* Objective
In the entries that follow, identify the line containing "Objective — for every instance of the unicorn" and return it together with all later lines, exactly as they appear.

* Data lines

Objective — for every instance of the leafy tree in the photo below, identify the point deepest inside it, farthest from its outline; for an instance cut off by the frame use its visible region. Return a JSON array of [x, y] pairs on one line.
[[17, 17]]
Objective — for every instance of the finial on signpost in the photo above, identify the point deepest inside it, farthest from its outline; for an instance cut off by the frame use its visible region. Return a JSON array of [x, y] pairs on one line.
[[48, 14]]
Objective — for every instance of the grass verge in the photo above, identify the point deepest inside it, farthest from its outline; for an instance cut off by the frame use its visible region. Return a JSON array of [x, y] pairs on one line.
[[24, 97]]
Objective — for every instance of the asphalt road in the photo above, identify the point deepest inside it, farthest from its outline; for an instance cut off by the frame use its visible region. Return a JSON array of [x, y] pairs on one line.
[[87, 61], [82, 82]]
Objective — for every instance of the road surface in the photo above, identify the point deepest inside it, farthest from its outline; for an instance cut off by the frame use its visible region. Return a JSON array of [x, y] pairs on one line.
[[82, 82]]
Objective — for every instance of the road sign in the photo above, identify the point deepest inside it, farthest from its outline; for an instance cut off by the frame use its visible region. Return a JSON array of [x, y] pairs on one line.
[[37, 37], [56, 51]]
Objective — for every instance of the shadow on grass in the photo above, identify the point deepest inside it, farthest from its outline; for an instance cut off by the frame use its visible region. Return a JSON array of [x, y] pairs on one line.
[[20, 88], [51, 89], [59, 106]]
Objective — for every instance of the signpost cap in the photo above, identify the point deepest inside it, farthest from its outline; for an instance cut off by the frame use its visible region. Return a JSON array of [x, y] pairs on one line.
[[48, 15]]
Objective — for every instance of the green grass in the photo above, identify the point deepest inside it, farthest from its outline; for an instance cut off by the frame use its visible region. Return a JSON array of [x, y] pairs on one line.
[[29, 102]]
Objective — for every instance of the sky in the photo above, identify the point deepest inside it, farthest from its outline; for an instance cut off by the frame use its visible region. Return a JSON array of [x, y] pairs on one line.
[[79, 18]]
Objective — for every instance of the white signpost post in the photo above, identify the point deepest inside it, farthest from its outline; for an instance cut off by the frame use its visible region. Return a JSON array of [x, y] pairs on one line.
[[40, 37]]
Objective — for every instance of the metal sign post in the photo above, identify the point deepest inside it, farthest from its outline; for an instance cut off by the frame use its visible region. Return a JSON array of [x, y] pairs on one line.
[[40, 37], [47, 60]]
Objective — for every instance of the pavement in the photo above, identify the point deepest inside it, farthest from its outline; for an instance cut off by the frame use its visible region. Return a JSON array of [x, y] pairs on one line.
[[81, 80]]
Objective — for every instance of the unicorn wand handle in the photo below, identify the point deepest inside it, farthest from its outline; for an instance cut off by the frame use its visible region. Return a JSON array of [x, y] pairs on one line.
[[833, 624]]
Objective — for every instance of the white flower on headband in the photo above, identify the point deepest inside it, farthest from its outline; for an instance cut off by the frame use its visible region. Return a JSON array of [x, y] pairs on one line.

* Solution for this exercise
Objective — for every instance of the unicorn wand handle in the photo below, identify the point deepest inside it, farthest from its outline; for an instance cut off by the frame use its visible region. Return a JSON array of [x, y] pairs on one line.
[[833, 624]]
Objective — for every instance of the white flower on headband in the photo above, identify the point deepest inside it, farthest from its outline; for an instance cut off by the frame use its visible region. Return a JSON array of [x, y] pairs on one line.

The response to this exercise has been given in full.